### Exercise objective
In the lines below, find the one that contains "Locate every instance of the grater handle" and write it out exactly, along with every line that follows it.

### Supplied data
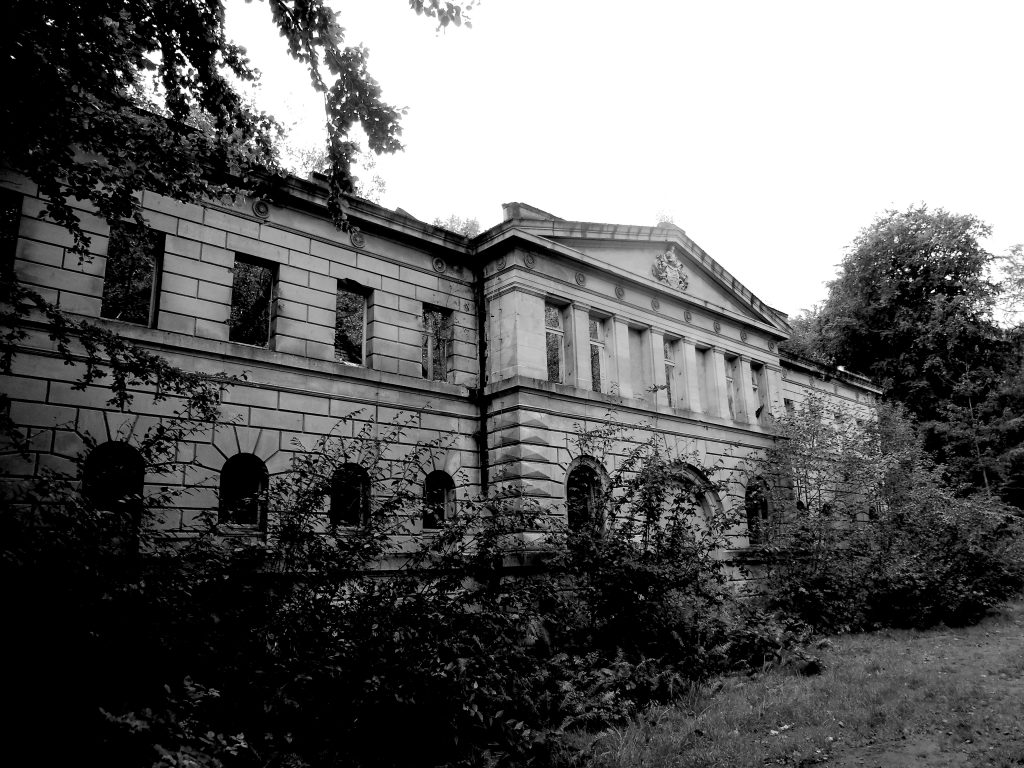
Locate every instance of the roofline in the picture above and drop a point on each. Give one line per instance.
(637, 233)
(798, 360)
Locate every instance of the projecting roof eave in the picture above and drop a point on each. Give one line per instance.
(509, 231)
(547, 233)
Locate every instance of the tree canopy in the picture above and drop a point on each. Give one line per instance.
(912, 307)
(76, 125)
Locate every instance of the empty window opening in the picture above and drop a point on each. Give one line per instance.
(349, 496)
(438, 332)
(757, 507)
(113, 477)
(671, 347)
(640, 367)
(438, 499)
(10, 217)
(252, 301)
(350, 324)
(758, 386)
(730, 383)
(584, 491)
(706, 380)
(131, 281)
(554, 339)
(598, 354)
(244, 485)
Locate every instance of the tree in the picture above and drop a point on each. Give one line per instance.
(467, 227)
(862, 530)
(912, 308)
(806, 338)
(75, 124)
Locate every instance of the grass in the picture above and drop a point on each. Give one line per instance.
(892, 698)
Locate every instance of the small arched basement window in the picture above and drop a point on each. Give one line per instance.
(113, 476)
(758, 511)
(349, 496)
(244, 482)
(438, 499)
(584, 491)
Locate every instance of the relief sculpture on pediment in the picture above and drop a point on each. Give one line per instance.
(668, 269)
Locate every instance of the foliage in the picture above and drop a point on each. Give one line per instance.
(805, 340)
(298, 649)
(76, 126)
(467, 227)
(864, 532)
(912, 307)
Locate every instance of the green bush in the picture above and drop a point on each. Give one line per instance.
(868, 536)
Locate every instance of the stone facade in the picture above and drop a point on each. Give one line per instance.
(512, 342)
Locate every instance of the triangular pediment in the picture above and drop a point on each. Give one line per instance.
(663, 257)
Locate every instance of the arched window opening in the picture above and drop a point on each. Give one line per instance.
(113, 476)
(584, 488)
(244, 482)
(758, 511)
(349, 496)
(438, 499)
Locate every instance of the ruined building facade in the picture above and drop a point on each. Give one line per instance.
(513, 342)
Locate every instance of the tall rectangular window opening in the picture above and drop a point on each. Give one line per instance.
(598, 354)
(730, 385)
(131, 281)
(671, 348)
(760, 390)
(706, 380)
(252, 301)
(438, 331)
(350, 324)
(554, 339)
(10, 218)
(640, 368)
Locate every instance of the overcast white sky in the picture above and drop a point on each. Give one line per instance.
(770, 132)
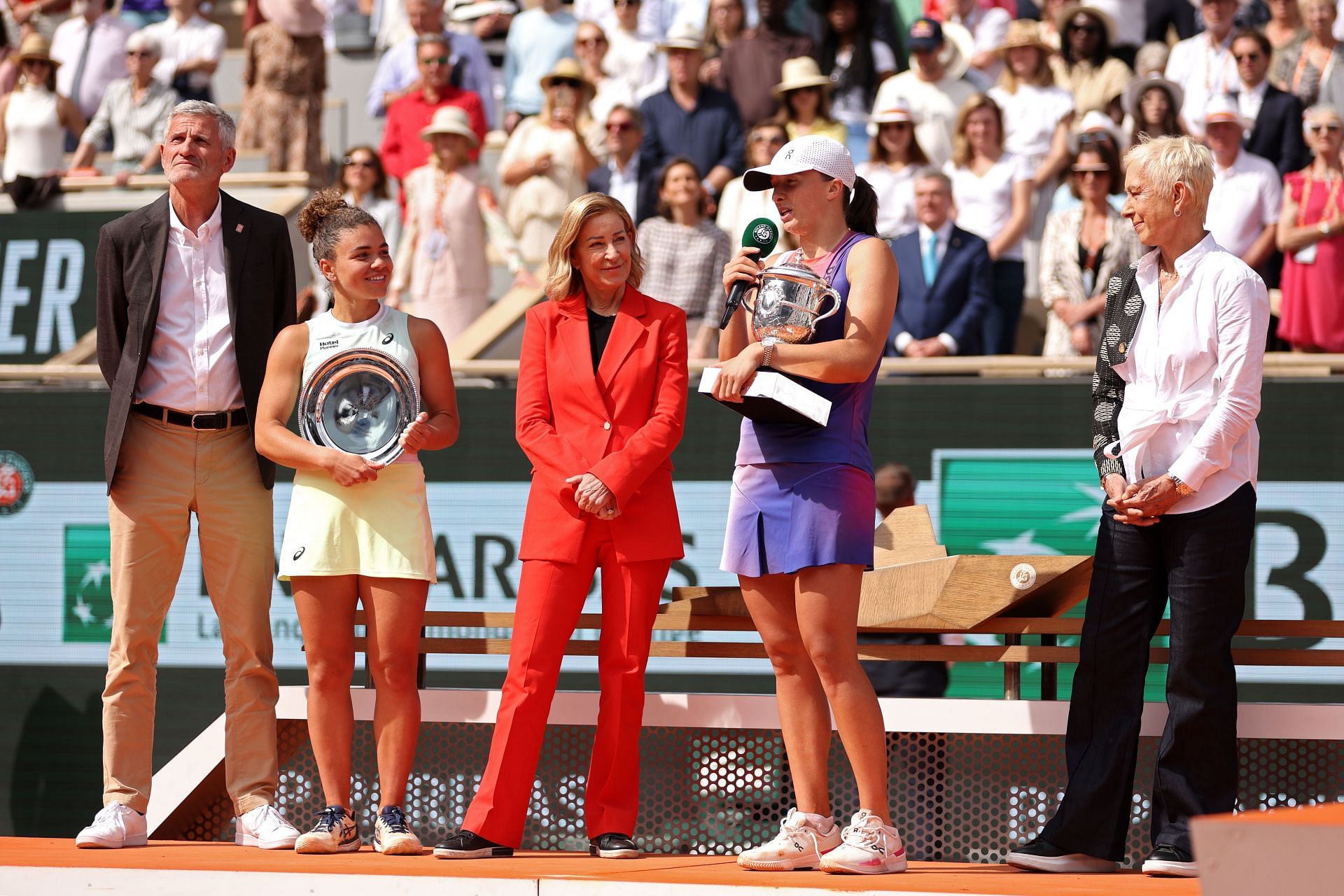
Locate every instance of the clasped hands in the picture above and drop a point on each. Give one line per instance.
(1140, 503)
(593, 496)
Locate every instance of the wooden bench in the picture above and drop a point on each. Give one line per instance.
(1012, 654)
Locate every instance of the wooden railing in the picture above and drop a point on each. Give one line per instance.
(1012, 654)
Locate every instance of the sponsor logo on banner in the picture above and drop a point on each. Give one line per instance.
(15, 482)
(88, 584)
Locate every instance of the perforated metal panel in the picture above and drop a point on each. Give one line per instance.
(717, 792)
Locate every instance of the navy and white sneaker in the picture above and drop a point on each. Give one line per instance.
(467, 844)
(334, 832)
(393, 836)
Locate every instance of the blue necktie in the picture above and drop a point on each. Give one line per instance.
(930, 260)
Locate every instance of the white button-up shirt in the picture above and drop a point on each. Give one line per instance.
(1246, 198)
(1193, 377)
(1203, 70)
(191, 365)
(194, 39)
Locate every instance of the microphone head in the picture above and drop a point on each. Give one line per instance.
(764, 234)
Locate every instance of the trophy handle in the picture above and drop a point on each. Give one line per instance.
(835, 305)
(746, 301)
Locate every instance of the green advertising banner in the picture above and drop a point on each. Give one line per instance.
(48, 281)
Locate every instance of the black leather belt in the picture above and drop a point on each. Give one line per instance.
(213, 421)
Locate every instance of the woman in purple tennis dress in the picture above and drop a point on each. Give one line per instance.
(800, 519)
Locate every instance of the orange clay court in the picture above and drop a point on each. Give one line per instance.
(57, 867)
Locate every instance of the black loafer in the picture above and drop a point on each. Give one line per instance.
(613, 846)
(1171, 862)
(1041, 855)
(465, 844)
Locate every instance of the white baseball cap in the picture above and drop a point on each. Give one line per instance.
(806, 153)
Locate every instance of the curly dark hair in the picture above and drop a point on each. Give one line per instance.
(327, 218)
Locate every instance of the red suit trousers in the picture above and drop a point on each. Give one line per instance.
(550, 599)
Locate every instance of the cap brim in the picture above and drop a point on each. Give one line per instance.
(758, 179)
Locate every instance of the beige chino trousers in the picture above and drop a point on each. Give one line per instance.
(164, 475)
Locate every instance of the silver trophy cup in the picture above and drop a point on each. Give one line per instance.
(359, 400)
(788, 302)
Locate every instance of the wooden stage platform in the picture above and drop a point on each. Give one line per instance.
(169, 868)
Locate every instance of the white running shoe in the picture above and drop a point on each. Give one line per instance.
(802, 843)
(115, 827)
(393, 836)
(334, 832)
(867, 848)
(265, 828)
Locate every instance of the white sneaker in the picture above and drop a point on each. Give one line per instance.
(802, 841)
(334, 832)
(265, 828)
(867, 848)
(393, 836)
(115, 827)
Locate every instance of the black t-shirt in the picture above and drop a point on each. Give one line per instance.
(600, 328)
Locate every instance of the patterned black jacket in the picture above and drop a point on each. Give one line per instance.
(1124, 309)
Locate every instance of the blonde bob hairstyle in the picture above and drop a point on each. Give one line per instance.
(565, 279)
(1171, 160)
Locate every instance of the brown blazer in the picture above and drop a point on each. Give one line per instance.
(260, 277)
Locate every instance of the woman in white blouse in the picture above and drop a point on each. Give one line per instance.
(1037, 120)
(1175, 398)
(894, 158)
(991, 188)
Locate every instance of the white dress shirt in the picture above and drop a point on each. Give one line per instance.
(194, 39)
(625, 184)
(1203, 70)
(191, 365)
(1194, 377)
(1246, 198)
(940, 248)
(1249, 101)
(106, 59)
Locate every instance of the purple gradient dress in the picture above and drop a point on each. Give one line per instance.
(803, 495)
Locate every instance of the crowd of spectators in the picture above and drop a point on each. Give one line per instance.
(1016, 112)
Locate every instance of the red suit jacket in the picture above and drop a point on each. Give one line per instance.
(620, 425)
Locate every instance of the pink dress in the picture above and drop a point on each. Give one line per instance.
(1312, 312)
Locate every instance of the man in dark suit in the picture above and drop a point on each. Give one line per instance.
(946, 282)
(624, 176)
(1277, 134)
(192, 289)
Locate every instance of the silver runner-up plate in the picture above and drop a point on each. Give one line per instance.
(359, 402)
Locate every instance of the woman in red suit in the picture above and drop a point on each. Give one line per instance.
(601, 403)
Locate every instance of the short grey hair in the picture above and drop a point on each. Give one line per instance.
(147, 42)
(1171, 160)
(933, 174)
(202, 109)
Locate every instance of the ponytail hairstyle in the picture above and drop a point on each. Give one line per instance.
(327, 218)
(860, 207)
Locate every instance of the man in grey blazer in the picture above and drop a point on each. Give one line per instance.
(192, 289)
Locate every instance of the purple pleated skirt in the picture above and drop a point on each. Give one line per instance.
(784, 517)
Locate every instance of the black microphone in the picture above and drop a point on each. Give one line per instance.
(762, 234)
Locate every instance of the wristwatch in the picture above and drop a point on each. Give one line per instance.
(768, 346)
(1182, 489)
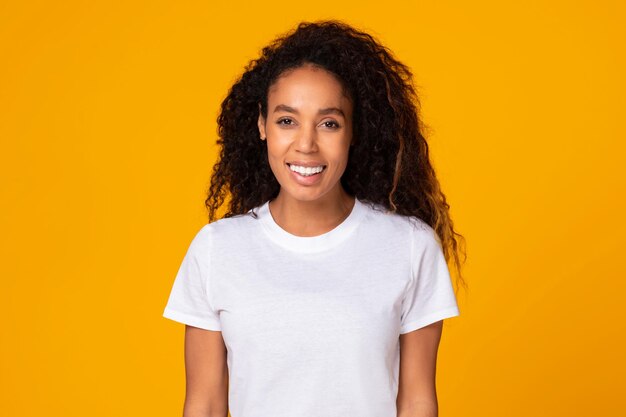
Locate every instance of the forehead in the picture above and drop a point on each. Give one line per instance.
(309, 84)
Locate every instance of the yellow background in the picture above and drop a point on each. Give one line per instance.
(107, 121)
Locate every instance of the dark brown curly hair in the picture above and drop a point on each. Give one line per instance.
(389, 162)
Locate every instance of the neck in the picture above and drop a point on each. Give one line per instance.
(311, 218)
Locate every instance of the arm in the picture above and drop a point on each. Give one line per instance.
(206, 374)
(417, 396)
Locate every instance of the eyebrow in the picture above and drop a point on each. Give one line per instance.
(328, 110)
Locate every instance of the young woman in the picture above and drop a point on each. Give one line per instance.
(322, 290)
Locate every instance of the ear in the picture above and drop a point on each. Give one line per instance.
(261, 124)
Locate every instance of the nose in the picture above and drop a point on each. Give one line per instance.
(306, 140)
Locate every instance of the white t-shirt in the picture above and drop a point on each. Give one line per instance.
(312, 324)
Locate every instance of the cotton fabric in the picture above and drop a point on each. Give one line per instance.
(312, 324)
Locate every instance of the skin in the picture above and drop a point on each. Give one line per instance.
(298, 131)
(295, 129)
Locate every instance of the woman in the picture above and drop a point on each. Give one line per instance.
(322, 291)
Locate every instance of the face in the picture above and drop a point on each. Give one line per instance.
(308, 131)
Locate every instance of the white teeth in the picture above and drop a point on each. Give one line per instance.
(306, 170)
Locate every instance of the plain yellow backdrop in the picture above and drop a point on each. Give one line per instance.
(107, 122)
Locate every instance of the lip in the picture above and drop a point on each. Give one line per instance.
(305, 163)
(308, 180)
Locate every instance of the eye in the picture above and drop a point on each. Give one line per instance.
(332, 124)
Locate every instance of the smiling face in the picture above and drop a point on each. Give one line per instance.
(308, 128)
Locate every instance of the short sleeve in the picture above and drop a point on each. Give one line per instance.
(189, 300)
(429, 296)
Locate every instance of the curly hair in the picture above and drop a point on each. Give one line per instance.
(389, 163)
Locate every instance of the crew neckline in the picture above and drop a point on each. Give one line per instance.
(309, 244)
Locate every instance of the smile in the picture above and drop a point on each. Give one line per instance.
(306, 171)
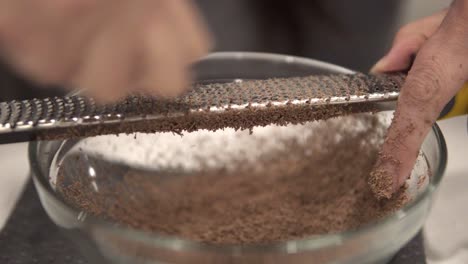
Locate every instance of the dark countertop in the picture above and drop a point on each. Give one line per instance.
(31, 237)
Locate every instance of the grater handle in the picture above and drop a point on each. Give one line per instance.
(78, 116)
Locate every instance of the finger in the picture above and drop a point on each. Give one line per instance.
(438, 72)
(106, 73)
(401, 54)
(165, 68)
(189, 28)
(407, 43)
(165, 71)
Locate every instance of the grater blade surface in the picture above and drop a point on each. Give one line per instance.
(239, 104)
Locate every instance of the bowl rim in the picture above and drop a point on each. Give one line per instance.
(91, 223)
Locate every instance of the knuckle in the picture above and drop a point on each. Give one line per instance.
(425, 82)
(404, 32)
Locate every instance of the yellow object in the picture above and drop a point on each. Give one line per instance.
(459, 105)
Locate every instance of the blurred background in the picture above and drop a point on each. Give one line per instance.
(354, 34)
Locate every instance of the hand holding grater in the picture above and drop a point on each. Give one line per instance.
(241, 104)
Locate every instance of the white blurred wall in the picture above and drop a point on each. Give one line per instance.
(414, 9)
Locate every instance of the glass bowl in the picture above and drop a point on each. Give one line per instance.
(106, 242)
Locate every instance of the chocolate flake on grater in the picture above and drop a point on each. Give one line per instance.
(239, 105)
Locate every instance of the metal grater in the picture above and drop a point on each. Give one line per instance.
(238, 104)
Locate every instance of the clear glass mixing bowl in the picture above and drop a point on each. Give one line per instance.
(105, 242)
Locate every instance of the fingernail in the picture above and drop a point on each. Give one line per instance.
(379, 66)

### Exercise solution
Locate every instance of the grater handle in the picture above and drop a point on each. Give one line per instance.
(78, 116)
Locate every instance of the finger in the picture above and drop a point on each. Give one line per instance.
(438, 72)
(106, 73)
(401, 54)
(165, 68)
(189, 28)
(407, 43)
(165, 71)
Locate every instance of the grater blade surface in the picture above and drop a point on each. Give one line per instance.
(239, 104)
Locate every instance of the bowl rim in the picture above and drop a point on each. Give one line per instance.
(91, 223)
Locate every instance of the knuckle in the picture above and drop a point on each. Give one line per instance.
(425, 82)
(404, 32)
Locate every instance of the yellow object in the picture above and drop a point on each. Give one line per instance.
(459, 105)
Locate every instance of the blurred background in the picture above and drop a point on each. Give one line per instance.
(354, 34)
Locate every instance of the hand holding grater in the picture above and drop a point on each. Give one line per instance.
(241, 104)
Locate every instance of the white blurred wall in the picture above and drop a point on each. Give one line per instance.
(414, 9)
Locate every instance of the glass bowl in the picture above and drop a point on each. Give one line per instance.
(106, 242)
Locate every instance of the chocolate flake on grater in the picture above and drop a point on each. Give one line per instance.
(239, 105)
Locate every instance of the metal grater in the picture above and drop a point on each. Give one line per instance.
(238, 104)
Locate every instance of the clear glass mixing bowl in the picture above and drop a point on each. Give one line per instance.
(105, 242)
Locate every instance of the fingernail in the picture above and drop a point on each. Give one line per instance.
(379, 66)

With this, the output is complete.